- [Prompt]:
Produce a faithful copy of every record below, without the pictures.

- [Data provided]:

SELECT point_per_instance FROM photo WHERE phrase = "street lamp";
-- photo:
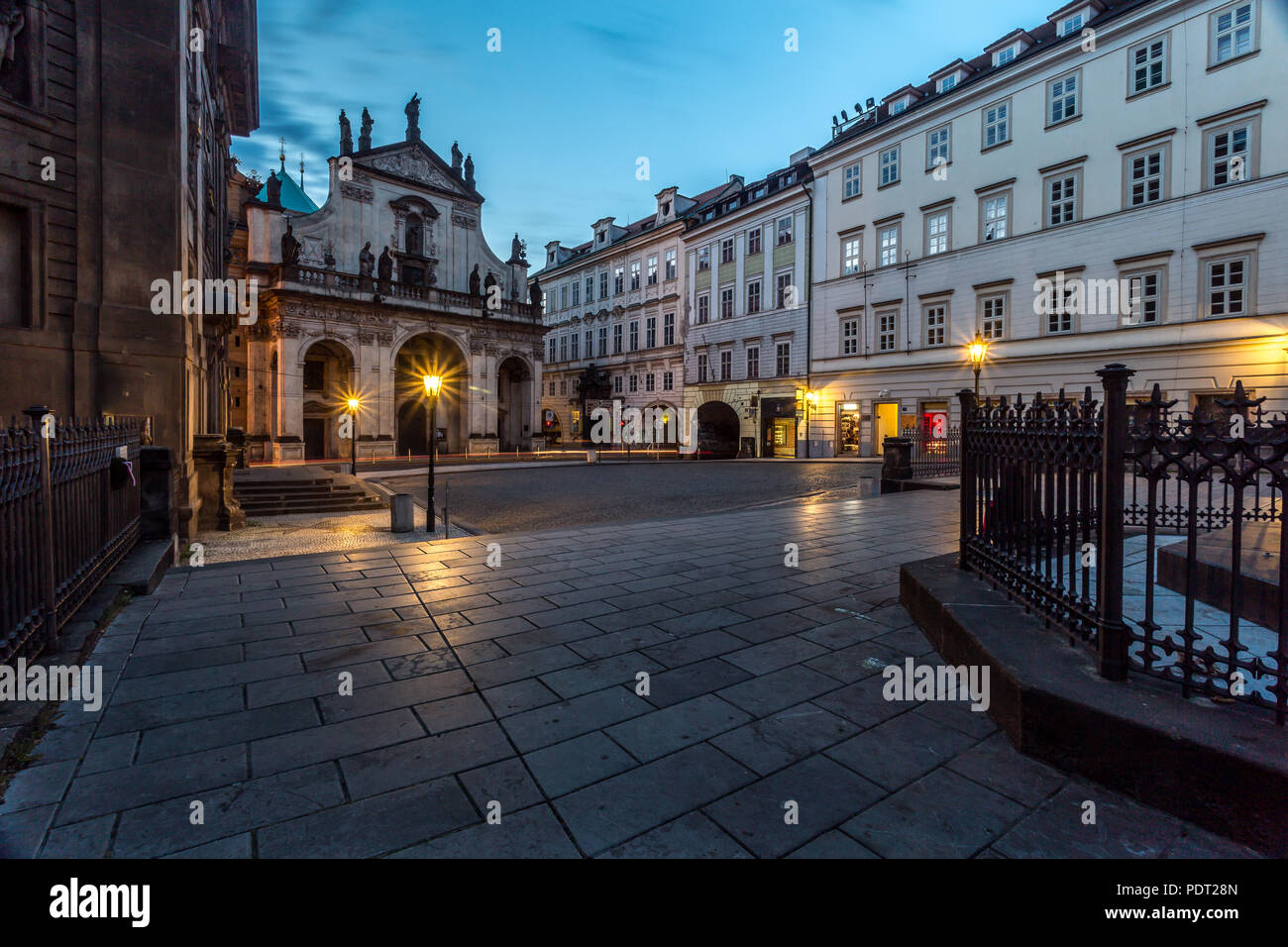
(977, 350)
(353, 436)
(433, 385)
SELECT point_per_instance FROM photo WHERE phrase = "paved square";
(647, 689)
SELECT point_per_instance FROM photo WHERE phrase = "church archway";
(513, 403)
(423, 355)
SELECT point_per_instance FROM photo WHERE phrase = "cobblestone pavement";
(513, 689)
(549, 497)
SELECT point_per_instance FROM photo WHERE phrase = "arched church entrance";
(424, 355)
(513, 403)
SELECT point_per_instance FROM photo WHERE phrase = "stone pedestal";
(215, 460)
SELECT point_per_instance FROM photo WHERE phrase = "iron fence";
(931, 455)
(68, 513)
(1076, 506)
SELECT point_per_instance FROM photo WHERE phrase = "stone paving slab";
(634, 690)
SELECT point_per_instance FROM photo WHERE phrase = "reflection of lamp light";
(977, 351)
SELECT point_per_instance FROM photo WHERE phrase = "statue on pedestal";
(346, 134)
(365, 134)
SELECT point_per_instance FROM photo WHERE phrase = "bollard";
(400, 513)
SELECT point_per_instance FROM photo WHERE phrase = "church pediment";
(415, 161)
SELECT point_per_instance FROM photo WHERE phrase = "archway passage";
(327, 385)
(717, 431)
(513, 403)
(430, 355)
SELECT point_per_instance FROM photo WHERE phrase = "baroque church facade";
(390, 279)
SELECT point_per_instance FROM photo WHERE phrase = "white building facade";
(746, 261)
(1108, 187)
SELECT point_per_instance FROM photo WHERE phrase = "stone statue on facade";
(290, 247)
(346, 134)
(412, 110)
(12, 21)
(365, 133)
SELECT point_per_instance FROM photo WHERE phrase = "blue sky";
(581, 89)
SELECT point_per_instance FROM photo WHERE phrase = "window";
(784, 359)
(1061, 303)
(993, 215)
(997, 124)
(1233, 33)
(889, 161)
(938, 147)
(1061, 198)
(851, 256)
(1227, 285)
(1145, 182)
(936, 325)
(992, 324)
(1146, 65)
(1229, 153)
(936, 232)
(850, 338)
(1063, 98)
(888, 241)
(785, 291)
(887, 330)
(1144, 298)
(854, 179)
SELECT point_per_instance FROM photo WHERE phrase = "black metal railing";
(68, 513)
(934, 454)
(1069, 504)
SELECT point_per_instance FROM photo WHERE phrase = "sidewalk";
(516, 689)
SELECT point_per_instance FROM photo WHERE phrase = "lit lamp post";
(353, 436)
(977, 350)
(433, 385)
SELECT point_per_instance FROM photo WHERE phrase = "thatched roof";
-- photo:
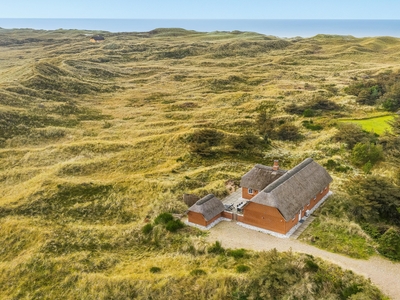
(292, 191)
(98, 37)
(260, 176)
(209, 207)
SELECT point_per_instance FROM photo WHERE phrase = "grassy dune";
(94, 143)
(375, 124)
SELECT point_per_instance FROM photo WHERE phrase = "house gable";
(260, 176)
(295, 189)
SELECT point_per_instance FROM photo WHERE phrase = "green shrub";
(155, 270)
(174, 225)
(163, 218)
(201, 141)
(288, 132)
(216, 248)
(311, 265)
(242, 268)
(351, 134)
(198, 272)
(147, 228)
(237, 253)
(308, 113)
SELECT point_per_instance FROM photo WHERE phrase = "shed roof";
(260, 176)
(209, 207)
(292, 191)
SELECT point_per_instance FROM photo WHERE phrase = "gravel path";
(383, 273)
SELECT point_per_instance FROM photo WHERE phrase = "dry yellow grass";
(104, 145)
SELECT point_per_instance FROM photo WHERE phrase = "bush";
(389, 244)
(155, 270)
(201, 141)
(366, 154)
(198, 272)
(163, 218)
(309, 113)
(242, 268)
(311, 126)
(288, 132)
(147, 228)
(351, 134)
(374, 199)
(216, 248)
(174, 225)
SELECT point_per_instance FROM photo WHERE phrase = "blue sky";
(202, 9)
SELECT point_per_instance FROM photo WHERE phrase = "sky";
(201, 9)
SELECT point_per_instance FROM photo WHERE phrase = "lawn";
(376, 124)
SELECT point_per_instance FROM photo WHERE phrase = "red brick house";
(285, 198)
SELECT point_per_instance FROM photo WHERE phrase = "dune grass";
(94, 144)
(377, 125)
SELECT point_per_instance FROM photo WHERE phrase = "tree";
(201, 141)
(288, 132)
(389, 244)
(351, 134)
(374, 198)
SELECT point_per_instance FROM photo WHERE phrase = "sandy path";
(383, 273)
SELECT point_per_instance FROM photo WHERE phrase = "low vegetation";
(98, 142)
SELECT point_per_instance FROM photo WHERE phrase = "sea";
(279, 28)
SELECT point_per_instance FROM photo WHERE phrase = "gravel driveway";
(383, 273)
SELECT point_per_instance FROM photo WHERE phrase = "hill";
(98, 139)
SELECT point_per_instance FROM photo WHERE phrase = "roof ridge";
(288, 175)
(205, 199)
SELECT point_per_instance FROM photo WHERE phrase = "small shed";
(285, 201)
(206, 211)
(97, 38)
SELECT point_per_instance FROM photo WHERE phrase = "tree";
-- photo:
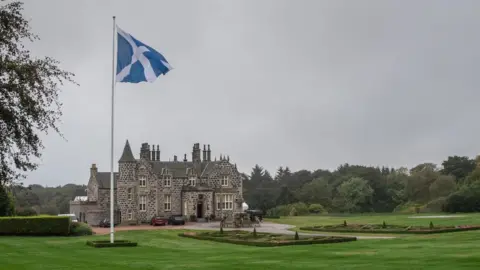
(7, 204)
(285, 197)
(318, 191)
(29, 91)
(352, 194)
(458, 166)
(443, 186)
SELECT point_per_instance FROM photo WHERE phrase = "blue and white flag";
(137, 62)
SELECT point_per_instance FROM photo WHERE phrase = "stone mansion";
(148, 186)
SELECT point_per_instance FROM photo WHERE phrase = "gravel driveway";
(266, 227)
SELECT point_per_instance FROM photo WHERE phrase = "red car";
(162, 221)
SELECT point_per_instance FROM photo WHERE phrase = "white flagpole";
(112, 199)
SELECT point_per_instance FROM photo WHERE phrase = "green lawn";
(165, 250)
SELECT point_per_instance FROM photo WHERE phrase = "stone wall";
(234, 187)
(192, 199)
(126, 180)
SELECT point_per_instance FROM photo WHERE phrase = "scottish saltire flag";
(137, 62)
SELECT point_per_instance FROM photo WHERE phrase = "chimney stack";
(145, 151)
(152, 153)
(209, 157)
(204, 153)
(93, 170)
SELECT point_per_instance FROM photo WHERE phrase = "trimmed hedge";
(106, 243)
(323, 240)
(35, 226)
(80, 229)
(406, 230)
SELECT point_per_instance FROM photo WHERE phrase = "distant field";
(165, 250)
(458, 219)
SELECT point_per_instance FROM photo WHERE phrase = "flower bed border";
(106, 243)
(423, 230)
(327, 240)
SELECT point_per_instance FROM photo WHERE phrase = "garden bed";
(106, 243)
(385, 229)
(264, 239)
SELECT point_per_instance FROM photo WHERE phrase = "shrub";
(116, 243)
(80, 229)
(316, 208)
(7, 203)
(435, 206)
(35, 225)
(288, 210)
(259, 243)
(26, 212)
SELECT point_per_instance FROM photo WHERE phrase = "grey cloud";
(308, 84)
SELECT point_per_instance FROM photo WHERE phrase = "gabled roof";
(179, 168)
(127, 155)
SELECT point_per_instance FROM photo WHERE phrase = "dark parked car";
(176, 220)
(159, 221)
(255, 213)
(106, 223)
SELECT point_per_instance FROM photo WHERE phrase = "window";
(192, 181)
(129, 193)
(143, 181)
(224, 181)
(167, 180)
(143, 203)
(168, 203)
(225, 201)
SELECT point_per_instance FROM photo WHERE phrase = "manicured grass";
(403, 219)
(166, 250)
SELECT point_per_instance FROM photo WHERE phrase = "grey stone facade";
(148, 187)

- [Answer for the task]:
SELECT point_per_instance FROM photo WHERE phrase = "street lamp";
-- photo:
(977, 350)
(353, 436)
(433, 385)
SELECT point_per_instance FROM photo WHERE phrase = "paved square";
(647, 689)
SELECT point_per_instance FROM photo WHERE phrase = "church archway";
(513, 403)
(423, 355)
SELECT point_per_instance FROM photo WHERE phrase = "cobblestone pavement";
(513, 689)
(549, 497)
SELECT point_per_instance FROM photo WHERE phrase = "arched church entrance";
(424, 355)
(513, 403)
SELECT point_per_instance FROM photo WHERE phrase = "stone pedestal";
(215, 460)
SELECT point_per_instance FROM photo WHERE phrase = "iron fence";
(931, 455)
(68, 513)
(1076, 506)
SELECT point_per_instance FROM photo WHERE phrase = "stone paving slab";
(634, 690)
SELECT point_per_instance FROM photo WHERE phrase = "reflection of lamp light";
(977, 351)
SELECT point_per_instance FROM photo WHERE phrase = "statue on pedestal";
(346, 134)
(365, 134)
SELECT point_per_instance FROM photo WHERE phrase = "bollard";
(400, 513)
SELECT point_per_instance FROM photo WHERE phrase = "church pediment";
(415, 161)
SELECT point_per_instance FROM photo WHERE phrase = "archway passage";
(327, 385)
(717, 431)
(513, 403)
(430, 355)
SELECT point_per_instance FROM photo WHERE phrase = "baroque church facade";
(390, 279)
SELECT point_per_instance FROM photo WHERE phrase = "white building facade";
(746, 261)
(1108, 187)
SELECT point_per_instance FROM photo WHERE phrase = "stone statue on facade";
(290, 247)
(346, 134)
(412, 110)
(12, 21)
(365, 133)
SELECT point_per_instance FROM photo WHERE phrase = "blue sky";
(581, 89)
SELECT point_per_instance FROM photo WHERE phrase = "window";
(784, 359)
(1061, 303)
(993, 215)
(997, 124)
(1233, 33)
(889, 161)
(938, 147)
(1061, 198)
(851, 256)
(1227, 285)
(1145, 182)
(936, 325)
(992, 324)
(1146, 65)
(1229, 153)
(936, 232)
(850, 338)
(1063, 98)
(888, 241)
(785, 291)
(887, 330)
(1144, 298)
(854, 179)
SELECT point_per_instance FROM photo WHERE phrase = "black metal railing";
(68, 513)
(934, 454)
(1069, 504)
SELECT point_per_instance FROM photo WHERE phrase = "sidewalk";
(516, 689)
SELECT point_per_instance FROM photo WHERE phrase = "lit lamp post";
(353, 436)
(977, 350)
(433, 385)
SELECT point_per_instance FROM photo WHERE phrase = "thatched roof";
-- photo:
(292, 191)
(98, 37)
(260, 176)
(209, 207)
SELECT point_per_instance FROM photo WHERE phrase = "grassy dune";
(94, 143)
(375, 124)
SELECT point_per_instance FROM photo WHERE phrase = "house gable";
(260, 176)
(295, 189)
SELECT point_per_instance FROM photo WHERE phrase = "green shrub";
(155, 270)
(174, 225)
(163, 218)
(201, 141)
(288, 132)
(216, 248)
(311, 265)
(242, 268)
(351, 134)
(198, 272)
(147, 228)
(237, 253)
(308, 113)
SELECT point_per_instance FROM photo WHERE phrase = "shed roof";
(260, 176)
(209, 207)
(292, 191)
SELECT point_per_instance FROM photo WHERE phrase = "gravel path";
(383, 273)
SELECT point_per_instance FROM photo WHERE phrase = "dry yellow grass";
(104, 145)
SELECT point_per_instance FROM photo WHERE phrase = "bush";
(389, 244)
(155, 270)
(201, 141)
(366, 154)
(198, 272)
(163, 218)
(309, 113)
(242, 268)
(311, 126)
(288, 132)
(147, 228)
(351, 134)
(374, 199)
(216, 248)
(174, 225)
SELECT point_per_instance FROM photo WHERE phrase = "blue sky";
(202, 9)
SELECT point_per_instance FROM photo WHERE phrase = "sky";
(201, 9)
SELECT point_per_instance FROM photo WHERE phrase = "lawn";
(376, 124)
SELECT point_per_instance FROM photo WHERE phrase = "red brick house";
(285, 198)
SELECT point_per_instance FROM photo WHERE phrase = "dune grass";
(94, 144)
(377, 125)
SELECT point_per_instance FROM photo WHERE phrase = "tree";
(201, 141)
(288, 132)
(389, 244)
(351, 134)
(374, 198)
SELECT point_per_instance FROM photo WHERE phrase = "sandy path";
(383, 273)
SELECT point_per_instance FROM photo WHERE phrase = "low vegetation";
(98, 142)
SELECT point_per_instance FROM photo WHERE phrase = "sea";
(279, 28)
SELECT point_per_instance FROM photo WHERE phrase = "gravel driveway";
(383, 273)
SELECT point_per_instance FROM photo WHERE phrase = "hill";
(98, 139)
SELECT point_per_instance FROM photo WHERE phrase = "roof ridge";
(288, 175)
(205, 199)
SELECT point_per_instance FROM photo WHERE phrase = "small shed";
(285, 201)
(206, 211)
(97, 38)
SELECT point_per_instance FROM photo WHERE phrase = "tree";
-- photo:
(7, 204)
(285, 197)
(318, 191)
(29, 91)
(352, 194)
(458, 166)
(443, 186)
SELECT point_per_instance FROM photo WHERE phrase = "blue and white flag";
(137, 62)
SELECT point_per_instance FROM photo WHERE phrase = "stone mansion";
(148, 186)
SELECT point_per_instance FROM photo WHERE phrase = "gravel driveway";
(266, 227)
SELECT point_per_instance FROM photo WHERE phrase = "red car";
(162, 221)
SELECT point_per_instance FROM photo WHERE phrase = "white flagpole";
(112, 199)
SELECT point_per_instance FROM photo WHERE phrase = "green lawn";
(165, 250)
SELECT point_per_instance FROM photo WHERE phrase = "stone wall";
(234, 187)
(192, 199)
(126, 180)
SELECT point_per_instance FROM photo WHERE phrase = "scottish saltire flag";
(137, 62)
SELECT point_per_instance FROM photo WHERE phrase = "chimney stack";
(145, 151)
(152, 153)
(209, 157)
(204, 153)
(93, 170)
SELECT point_per_instance FROM photo WHERE phrase = "trimmed hedge";
(106, 243)
(323, 240)
(35, 226)
(80, 229)
(406, 230)
SELECT point_per_instance FROM photo WHERE phrase = "distant field";
(165, 250)
(458, 219)
SELECT point_per_instance FROM photo WHERE phrase = "flower bed border";
(106, 243)
(423, 230)
(327, 240)
SELECT point_per_instance FROM photo WHERE phrase = "garden bed";
(106, 243)
(385, 229)
(264, 239)
SELECT point_per_instance FROM photo WHERE phrase = "shrub";
(116, 243)
(80, 229)
(316, 208)
(7, 203)
(435, 206)
(35, 225)
(288, 210)
(259, 243)
(26, 212)
SELECT point_per_instance FROM photo WHERE phrase = "grey cloud";
(308, 84)
SELECT point_per_instance FROM photo WHERE phrase = "gabled roof";
(179, 168)
(127, 155)
SELECT point_per_instance FROM photo WHERE phrase = "dark parked car";
(176, 220)
(159, 221)
(255, 213)
(106, 223)
SELECT point_per_instance FROM photo WHERE phrase = "window";
(192, 181)
(129, 193)
(143, 181)
(224, 181)
(167, 180)
(143, 203)
(168, 203)
(225, 201)
SELECT point_per_instance FROM photo WHERE phrase = "manicured grass";
(403, 219)
(166, 250)
SELECT point_per_instance FROM photo WHERE phrase = "grey stone facade";
(148, 187)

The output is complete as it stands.